# Document extract
((

- Born: 18 July 1895 Rome
- Died: 27 October 1952 (aged 57) Milan
- Buried: Mignano Monte Lungo War Cemetery, Italy
- Allegiance: Kingdom of Italy, Italy
- Branch: Royal Italian Army-Italian Co-Belligerent Army
- Service years: World War I–1952
- Rank: Generale di Corpo d'Armata (Lieutenant General)
- Conflicts: First World War, Second World War (Greco-Italian War, Eastern Front); Battle of Mignano Monte Lungo (Italian Campaign)
- Awards: Knight of the Military Order of Italy; Officer of the Military Order of Italy.

= Umberto Utili =

Italian general

Umberto Utili (1895–1952) was an Italian general known for his service with the Italian Co-belligerent Army in 1943–1945.

== Biography ==
Utili took part in the Greco-Italian War and in the Russian Campaign. At the time of the Armistice of Cassibile on 8 September 1943 he was in Apulia, where on 9 September 1943 the 1st British Airborne Division landed. In January 1944 he was appointed command of the I Motorized Grouping the first large formation of the Italian Co-Belligerent Army, which was assigned to the British 8th Army. In March 1944 the grouping was expanded to the Italian Liberation Corps.

))

# Given instruction
For each statement (a), (b) and (c), say whether it agrees with the biography of Umberto Utili above, answering yes or no and quoting the words from it that decide the matter.
(a) Utili was born in Milan.
(b) The I Motorized Grouping was assigned to the British 8th Army.
(c) The grouping was expanded to the Italian Liberation Corps in January 1944.

# Data supplied
((

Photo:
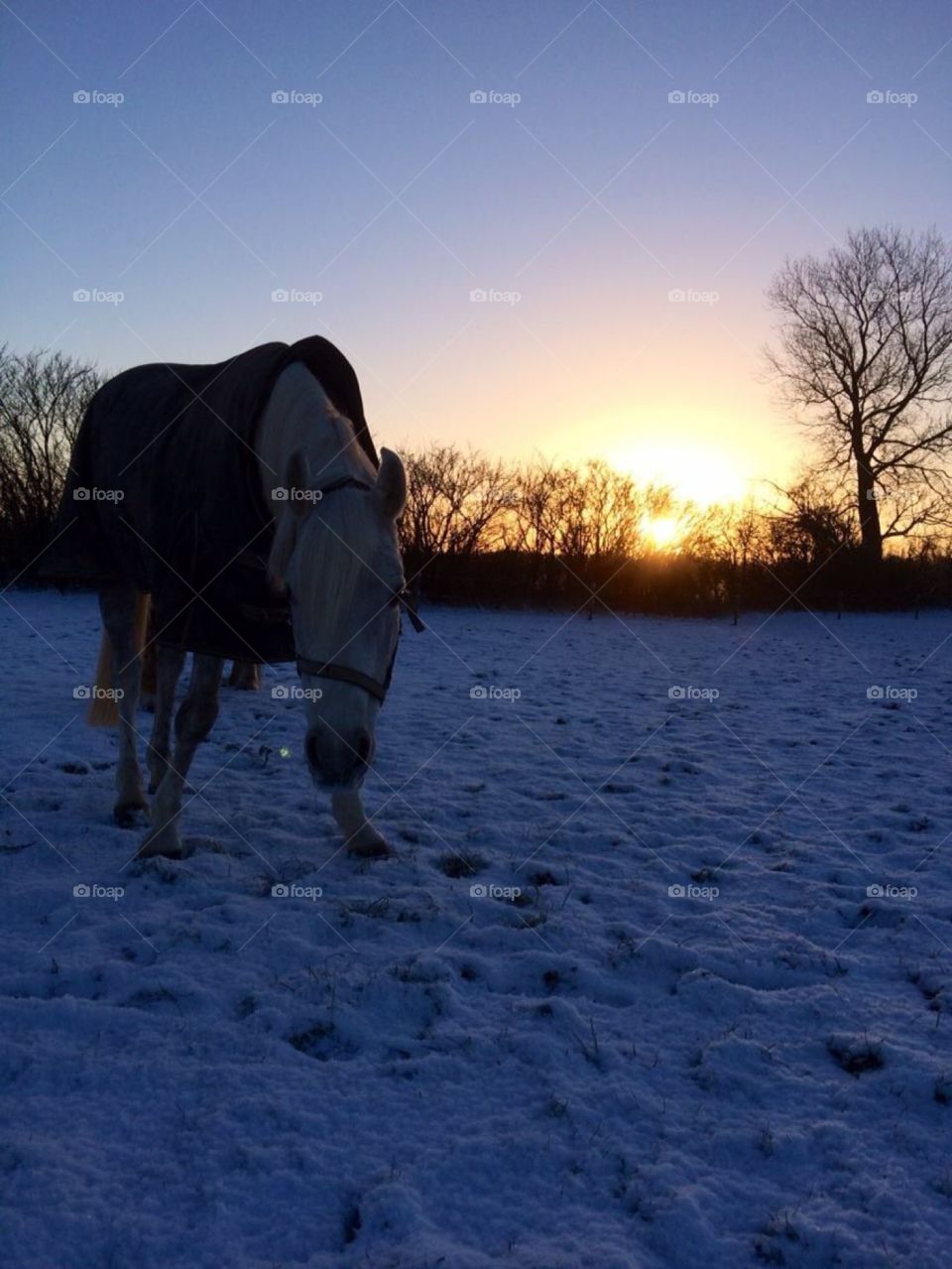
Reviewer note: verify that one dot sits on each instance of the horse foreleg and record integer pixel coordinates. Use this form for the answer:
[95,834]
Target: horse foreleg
[361,836]
[192,722]
[118,608]
[245,676]
[168,669]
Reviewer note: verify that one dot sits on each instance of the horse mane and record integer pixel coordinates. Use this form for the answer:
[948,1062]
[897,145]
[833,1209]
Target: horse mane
[299,418]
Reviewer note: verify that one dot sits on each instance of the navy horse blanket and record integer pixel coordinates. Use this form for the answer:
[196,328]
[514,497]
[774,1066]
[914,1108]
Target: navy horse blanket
[165,494]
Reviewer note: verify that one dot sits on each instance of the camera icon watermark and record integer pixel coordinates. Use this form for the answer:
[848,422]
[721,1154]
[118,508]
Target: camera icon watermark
[84,692]
[691,693]
[295,296]
[86,96]
[889,693]
[95,296]
[888,96]
[681,96]
[292,96]
[490,890]
[490,96]
[492,693]
[889,891]
[292,692]
[95,891]
[92,494]
[692,296]
[295,494]
[493,296]
[707,894]
[291,890]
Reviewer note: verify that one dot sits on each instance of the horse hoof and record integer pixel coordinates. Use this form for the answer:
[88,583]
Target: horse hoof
[161,844]
[131,815]
[369,849]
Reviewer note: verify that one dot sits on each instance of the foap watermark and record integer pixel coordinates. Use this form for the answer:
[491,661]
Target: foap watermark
[492,693]
[491,96]
[688,96]
[889,891]
[296,693]
[691,296]
[707,894]
[291,890]
[296,494]
[95,296]
[292,96]
[490,890]
[491,296]
[94,96]
[293,296]
[84,692]
[888,96]
[889,693]
[691,693]
[92,494]
[95,891]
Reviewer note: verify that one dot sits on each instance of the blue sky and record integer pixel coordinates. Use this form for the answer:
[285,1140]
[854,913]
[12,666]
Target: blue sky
[590,199]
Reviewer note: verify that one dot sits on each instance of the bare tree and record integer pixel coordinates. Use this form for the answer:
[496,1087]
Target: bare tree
[42,400]
[866,357]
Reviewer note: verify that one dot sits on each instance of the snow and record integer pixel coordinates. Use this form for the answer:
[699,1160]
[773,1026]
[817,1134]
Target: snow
[382,1068]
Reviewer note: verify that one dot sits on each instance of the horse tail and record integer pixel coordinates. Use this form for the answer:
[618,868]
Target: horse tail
[103,709]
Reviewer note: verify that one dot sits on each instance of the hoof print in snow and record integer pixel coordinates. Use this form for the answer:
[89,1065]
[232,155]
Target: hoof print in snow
[321,1042]
[131,815]
[456,865]
[855,1055]
[351,1224]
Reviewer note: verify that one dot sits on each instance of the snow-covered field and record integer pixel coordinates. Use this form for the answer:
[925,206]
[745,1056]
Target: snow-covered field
[515,1043]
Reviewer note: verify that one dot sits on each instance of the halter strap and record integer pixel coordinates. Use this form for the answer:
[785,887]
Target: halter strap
[344,673]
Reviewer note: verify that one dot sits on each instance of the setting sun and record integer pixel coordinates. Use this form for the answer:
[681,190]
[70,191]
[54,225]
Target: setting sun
[661,531]
[695,473]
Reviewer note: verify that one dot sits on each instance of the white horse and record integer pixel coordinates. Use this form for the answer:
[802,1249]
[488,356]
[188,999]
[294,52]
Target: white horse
[335,550]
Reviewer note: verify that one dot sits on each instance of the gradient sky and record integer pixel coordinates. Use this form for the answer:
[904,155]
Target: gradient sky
[396,196]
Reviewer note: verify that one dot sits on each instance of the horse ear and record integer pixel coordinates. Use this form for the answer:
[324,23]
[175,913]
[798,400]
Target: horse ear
[292,512]
[392,483]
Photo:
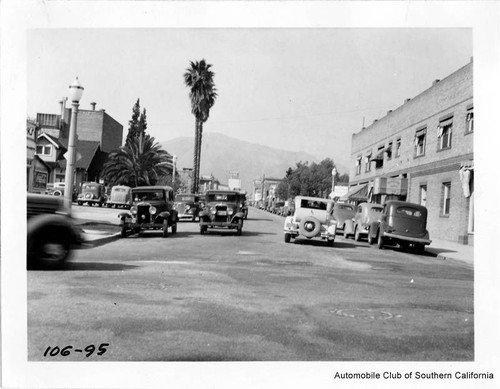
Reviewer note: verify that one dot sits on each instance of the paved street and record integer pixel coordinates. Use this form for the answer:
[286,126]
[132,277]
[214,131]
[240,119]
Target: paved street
[222,297]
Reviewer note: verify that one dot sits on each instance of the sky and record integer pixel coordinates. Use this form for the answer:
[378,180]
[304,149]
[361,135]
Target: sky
[298,89]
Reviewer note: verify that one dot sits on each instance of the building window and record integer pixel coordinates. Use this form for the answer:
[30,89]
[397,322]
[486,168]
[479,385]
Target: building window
[444,134]
[420,142]
[423,195]
[397,152]
[379,159]
[446,193]
[388,151]
[368,163]
[44,150]
[358,165]
[469,121]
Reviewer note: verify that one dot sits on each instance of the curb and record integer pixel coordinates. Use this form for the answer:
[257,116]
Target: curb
[90,243]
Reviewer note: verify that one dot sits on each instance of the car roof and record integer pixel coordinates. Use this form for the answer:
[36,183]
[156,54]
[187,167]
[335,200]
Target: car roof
[152,187]
[312,198]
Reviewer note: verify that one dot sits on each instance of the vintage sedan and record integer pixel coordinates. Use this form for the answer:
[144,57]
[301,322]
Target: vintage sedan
[312,218]
[120,196]
[188,206]
[222,210]
[152,209]
[92,193]
[342,212]
[52,234]
[366,213]
[402,223]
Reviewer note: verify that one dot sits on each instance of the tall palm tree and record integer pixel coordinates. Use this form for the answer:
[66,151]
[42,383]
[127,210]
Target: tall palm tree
[200,79]
[140,162]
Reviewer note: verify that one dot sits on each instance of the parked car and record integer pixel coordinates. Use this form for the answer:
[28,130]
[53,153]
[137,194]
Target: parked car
[120,196]
[342,212]
[402,223]
[222,210]
[366,213]
[152,209]
[312,218]
[92,193]
[51,232]
[188,206]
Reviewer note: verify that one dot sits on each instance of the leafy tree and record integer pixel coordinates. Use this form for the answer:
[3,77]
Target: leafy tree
[199,79]
[140,162]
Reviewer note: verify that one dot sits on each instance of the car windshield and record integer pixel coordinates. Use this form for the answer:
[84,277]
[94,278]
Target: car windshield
[313,204]
[221,197]
[408,211]
[345,206]
[149,196]
[184,198]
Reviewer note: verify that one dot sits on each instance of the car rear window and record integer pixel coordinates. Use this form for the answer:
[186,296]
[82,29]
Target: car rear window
[313,204]
[408,211]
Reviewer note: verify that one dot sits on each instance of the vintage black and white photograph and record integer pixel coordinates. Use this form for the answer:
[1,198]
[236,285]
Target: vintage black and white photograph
[202,194]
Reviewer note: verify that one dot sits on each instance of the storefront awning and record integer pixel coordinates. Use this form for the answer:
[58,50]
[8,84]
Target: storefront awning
[358,193]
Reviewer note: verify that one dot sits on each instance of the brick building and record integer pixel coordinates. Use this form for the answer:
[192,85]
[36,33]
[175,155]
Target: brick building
[422,152]
[97,135]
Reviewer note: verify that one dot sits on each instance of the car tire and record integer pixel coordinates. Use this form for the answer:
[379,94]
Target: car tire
[357,235]
[380,240]
[51,249]
[165,228]
[309,227]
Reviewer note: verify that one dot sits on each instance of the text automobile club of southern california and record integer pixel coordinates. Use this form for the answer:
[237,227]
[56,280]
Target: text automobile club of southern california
[417,375]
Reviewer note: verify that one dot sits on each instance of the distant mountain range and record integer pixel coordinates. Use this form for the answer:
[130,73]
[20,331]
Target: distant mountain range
[222,155]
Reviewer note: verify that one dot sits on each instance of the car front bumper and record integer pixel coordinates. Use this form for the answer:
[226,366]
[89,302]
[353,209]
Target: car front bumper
[408,239]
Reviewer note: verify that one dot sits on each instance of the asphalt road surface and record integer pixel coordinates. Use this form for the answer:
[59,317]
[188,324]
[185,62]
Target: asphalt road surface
[222,297]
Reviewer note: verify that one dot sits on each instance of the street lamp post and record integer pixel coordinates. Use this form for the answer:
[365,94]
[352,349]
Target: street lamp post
[75,94]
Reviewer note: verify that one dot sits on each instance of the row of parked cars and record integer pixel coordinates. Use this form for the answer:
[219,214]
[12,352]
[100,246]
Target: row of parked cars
[395,222]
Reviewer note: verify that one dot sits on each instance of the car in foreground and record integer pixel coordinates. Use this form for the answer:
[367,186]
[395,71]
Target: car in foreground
[120,196]
[187,206]
[92,193]
[312,219]
[366,213]
[342,212]
[51,232]
[402,223]
[152,209]
[222,210]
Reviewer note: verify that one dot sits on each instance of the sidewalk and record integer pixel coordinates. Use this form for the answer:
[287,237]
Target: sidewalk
[444,250]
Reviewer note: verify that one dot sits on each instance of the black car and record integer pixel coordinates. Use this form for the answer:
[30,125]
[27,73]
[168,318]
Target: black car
[52,234]
[222,210]
[153,208]
[187,206]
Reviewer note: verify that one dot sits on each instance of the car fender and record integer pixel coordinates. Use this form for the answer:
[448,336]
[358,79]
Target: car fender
[41,222]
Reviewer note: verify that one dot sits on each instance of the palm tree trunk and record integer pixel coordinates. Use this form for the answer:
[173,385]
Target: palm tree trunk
[195,159]
[200,133]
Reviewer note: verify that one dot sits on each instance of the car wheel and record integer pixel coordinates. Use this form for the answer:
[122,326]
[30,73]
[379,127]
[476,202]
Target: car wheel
[165,228]
[357,235]
[380,241]
[309,227]
[52,249]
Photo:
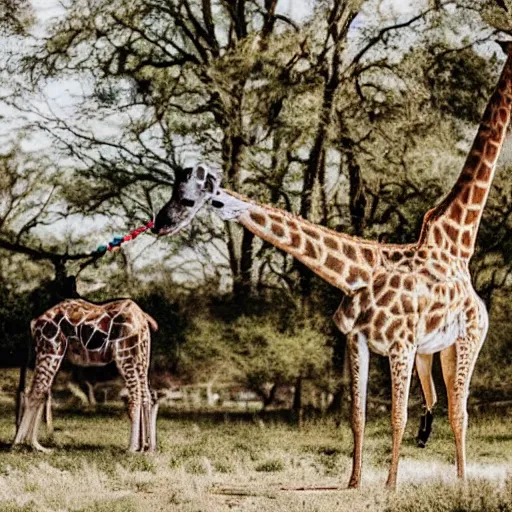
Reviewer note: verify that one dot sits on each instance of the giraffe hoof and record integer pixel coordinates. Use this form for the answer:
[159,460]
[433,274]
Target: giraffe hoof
[425,429]
[42,449]
[354,484]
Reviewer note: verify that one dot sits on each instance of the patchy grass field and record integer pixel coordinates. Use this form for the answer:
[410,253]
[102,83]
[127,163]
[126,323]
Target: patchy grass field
[207,465]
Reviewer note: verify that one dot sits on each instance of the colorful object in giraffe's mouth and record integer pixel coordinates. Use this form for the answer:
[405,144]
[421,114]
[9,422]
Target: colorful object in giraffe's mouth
[115,244]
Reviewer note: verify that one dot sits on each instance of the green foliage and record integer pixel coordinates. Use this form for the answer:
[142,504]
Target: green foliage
[471,72]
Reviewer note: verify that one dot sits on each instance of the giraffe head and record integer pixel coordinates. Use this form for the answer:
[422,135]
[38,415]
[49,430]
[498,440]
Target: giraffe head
[193,187]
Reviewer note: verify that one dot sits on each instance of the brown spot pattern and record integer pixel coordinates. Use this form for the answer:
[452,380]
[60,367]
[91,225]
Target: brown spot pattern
[309,250]
[277,229]
[334,264]
[258,218]
[331,243]
[311,232]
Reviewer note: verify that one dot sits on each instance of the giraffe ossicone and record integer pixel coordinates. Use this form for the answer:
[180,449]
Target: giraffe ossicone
[405,302]
[93,335]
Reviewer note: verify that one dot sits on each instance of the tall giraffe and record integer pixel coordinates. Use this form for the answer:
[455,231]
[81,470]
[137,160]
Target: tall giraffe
[93,335]
[405,302]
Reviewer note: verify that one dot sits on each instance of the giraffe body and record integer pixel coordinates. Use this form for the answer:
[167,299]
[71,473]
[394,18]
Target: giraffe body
[405,302]
[94,335]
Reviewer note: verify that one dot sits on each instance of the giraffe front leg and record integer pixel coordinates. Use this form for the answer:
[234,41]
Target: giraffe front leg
[33,404]
[152,425]
[457,362]
[127,368]
[424,367]
[359,358]
[401,361]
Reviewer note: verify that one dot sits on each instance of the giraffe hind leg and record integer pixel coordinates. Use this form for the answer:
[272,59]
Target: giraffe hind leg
[401,364]
[46,368]
[152,424]
[424,368]
[29,426]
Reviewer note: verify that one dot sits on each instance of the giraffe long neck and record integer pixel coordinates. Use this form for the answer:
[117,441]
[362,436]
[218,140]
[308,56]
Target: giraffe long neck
[454,223]
[341,260]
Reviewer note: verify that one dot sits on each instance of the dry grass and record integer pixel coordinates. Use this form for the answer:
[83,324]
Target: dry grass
[203,465]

))

# Result of this task
(a) No: "Born: 18 July 1895 Rome"
(b) Yes: "which was assigned to the British 8th Army"
(c) No: "In March 1944 the grouping was expanded to the Italian Liberation Corps"